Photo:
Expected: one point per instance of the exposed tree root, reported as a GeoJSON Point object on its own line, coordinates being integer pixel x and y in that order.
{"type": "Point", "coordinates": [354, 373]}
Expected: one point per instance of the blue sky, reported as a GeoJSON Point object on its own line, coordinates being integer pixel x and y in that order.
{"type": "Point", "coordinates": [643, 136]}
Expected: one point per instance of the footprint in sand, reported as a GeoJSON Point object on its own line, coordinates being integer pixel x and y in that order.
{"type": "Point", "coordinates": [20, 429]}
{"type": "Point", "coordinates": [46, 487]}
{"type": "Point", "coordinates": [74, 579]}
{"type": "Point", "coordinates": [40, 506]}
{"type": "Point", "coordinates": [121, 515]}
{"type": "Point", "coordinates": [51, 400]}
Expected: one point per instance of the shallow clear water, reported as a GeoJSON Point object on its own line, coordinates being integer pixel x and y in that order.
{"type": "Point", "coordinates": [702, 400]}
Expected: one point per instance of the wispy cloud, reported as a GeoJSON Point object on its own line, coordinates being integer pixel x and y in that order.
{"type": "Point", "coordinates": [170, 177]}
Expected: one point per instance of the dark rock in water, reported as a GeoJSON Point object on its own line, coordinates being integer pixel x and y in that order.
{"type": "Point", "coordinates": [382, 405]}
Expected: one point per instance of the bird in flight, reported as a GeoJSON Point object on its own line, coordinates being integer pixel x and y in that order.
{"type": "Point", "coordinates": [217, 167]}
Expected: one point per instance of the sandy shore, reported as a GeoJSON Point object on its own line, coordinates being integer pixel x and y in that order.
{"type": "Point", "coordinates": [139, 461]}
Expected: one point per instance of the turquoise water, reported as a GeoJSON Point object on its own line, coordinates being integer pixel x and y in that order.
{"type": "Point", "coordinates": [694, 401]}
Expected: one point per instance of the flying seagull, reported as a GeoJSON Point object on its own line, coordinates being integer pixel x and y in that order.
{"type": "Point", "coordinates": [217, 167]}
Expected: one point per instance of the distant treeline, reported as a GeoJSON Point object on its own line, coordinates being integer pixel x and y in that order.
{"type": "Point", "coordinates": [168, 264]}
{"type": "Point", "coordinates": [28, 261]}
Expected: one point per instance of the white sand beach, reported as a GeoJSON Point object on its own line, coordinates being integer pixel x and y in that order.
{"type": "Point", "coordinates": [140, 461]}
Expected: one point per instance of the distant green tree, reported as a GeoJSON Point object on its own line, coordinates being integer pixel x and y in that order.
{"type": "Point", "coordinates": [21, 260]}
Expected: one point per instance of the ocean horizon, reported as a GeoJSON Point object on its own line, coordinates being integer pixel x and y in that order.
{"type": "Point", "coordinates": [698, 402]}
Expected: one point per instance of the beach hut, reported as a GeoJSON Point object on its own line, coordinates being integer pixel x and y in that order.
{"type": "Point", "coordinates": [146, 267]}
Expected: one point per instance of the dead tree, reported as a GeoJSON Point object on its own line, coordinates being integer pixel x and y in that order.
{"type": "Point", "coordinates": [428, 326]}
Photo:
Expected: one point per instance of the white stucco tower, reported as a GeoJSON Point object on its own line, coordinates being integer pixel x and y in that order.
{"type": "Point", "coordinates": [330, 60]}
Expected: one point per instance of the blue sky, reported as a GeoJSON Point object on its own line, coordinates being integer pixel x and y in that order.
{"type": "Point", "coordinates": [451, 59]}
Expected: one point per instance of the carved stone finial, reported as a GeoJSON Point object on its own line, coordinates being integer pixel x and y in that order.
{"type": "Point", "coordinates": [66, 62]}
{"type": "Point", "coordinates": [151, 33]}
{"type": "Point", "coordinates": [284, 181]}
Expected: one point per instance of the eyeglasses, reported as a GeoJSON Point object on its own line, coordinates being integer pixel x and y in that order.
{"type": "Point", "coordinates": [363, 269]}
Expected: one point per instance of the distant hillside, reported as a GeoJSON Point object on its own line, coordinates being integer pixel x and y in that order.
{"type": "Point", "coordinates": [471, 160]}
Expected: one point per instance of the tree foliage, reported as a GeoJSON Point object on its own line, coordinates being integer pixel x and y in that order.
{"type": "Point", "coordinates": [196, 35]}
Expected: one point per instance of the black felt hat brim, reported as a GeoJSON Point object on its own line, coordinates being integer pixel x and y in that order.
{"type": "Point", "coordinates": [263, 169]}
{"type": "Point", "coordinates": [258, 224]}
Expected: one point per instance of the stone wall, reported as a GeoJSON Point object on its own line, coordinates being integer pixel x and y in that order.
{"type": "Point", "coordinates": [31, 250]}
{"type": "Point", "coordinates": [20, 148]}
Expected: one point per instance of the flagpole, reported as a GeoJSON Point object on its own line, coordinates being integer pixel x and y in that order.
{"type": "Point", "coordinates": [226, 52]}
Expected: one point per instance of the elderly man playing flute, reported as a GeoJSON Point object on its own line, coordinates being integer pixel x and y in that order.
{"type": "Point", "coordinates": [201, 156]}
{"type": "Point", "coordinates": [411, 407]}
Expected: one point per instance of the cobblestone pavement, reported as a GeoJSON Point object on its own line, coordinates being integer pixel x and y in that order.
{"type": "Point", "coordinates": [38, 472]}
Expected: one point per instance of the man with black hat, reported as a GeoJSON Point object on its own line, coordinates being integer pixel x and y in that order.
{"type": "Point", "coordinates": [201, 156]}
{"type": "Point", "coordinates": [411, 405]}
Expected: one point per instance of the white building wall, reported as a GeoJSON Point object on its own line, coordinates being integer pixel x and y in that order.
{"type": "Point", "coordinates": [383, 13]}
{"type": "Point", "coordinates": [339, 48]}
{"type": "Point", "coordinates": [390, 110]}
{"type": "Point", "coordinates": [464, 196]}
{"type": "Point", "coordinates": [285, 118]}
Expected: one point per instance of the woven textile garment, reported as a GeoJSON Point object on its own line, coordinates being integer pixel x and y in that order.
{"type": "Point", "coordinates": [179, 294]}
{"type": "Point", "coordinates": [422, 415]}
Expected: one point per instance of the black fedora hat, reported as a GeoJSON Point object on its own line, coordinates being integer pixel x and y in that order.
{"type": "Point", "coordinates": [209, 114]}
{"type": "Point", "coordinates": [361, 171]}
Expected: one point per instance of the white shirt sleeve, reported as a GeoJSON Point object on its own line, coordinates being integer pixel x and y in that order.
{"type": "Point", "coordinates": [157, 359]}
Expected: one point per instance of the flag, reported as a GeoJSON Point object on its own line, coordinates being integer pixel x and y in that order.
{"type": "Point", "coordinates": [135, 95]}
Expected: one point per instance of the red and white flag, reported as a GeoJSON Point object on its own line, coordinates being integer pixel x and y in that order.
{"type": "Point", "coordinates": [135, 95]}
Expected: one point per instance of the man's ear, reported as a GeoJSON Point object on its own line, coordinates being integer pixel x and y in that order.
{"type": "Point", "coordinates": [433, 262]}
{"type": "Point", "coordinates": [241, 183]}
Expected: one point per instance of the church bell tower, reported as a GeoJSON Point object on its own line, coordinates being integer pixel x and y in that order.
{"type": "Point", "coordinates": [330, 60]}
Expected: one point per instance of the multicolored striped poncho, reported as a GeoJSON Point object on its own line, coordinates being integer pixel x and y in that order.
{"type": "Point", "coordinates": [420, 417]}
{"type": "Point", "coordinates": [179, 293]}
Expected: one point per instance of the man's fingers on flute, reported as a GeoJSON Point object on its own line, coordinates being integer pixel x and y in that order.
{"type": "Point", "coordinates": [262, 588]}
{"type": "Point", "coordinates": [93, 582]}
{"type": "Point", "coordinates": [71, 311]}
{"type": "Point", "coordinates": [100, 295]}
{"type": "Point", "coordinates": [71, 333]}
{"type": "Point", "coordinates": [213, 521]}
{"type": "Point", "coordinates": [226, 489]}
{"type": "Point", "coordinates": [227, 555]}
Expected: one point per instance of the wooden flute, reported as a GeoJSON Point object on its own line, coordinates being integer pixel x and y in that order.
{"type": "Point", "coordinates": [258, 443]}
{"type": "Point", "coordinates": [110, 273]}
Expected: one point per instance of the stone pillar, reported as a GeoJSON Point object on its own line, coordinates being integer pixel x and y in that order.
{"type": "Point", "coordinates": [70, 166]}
═══
TASK DETAILS
Set down, exactly and in full, the lines from the one containing "Expected: one point per instance of the wooden" through the end of the entries; no other line belongs.

REPLY TO THE EXERCISE
Expected: one point per instance of the wooden flute, reported as a GeoJSON Point object on its own line, coordinates being integer pixel x and y in that order.
{"type": "Point", "coordinates": [258, 443]}
{"type": "Point", "coordinates": [110, 273]}
Expected: one point per instance of the stone pillar, reported as a GeoJSON Point object on its own line, coordinates being integer pixel x and y in that order.
{"type": "Point", "coordinates": [70, 166]}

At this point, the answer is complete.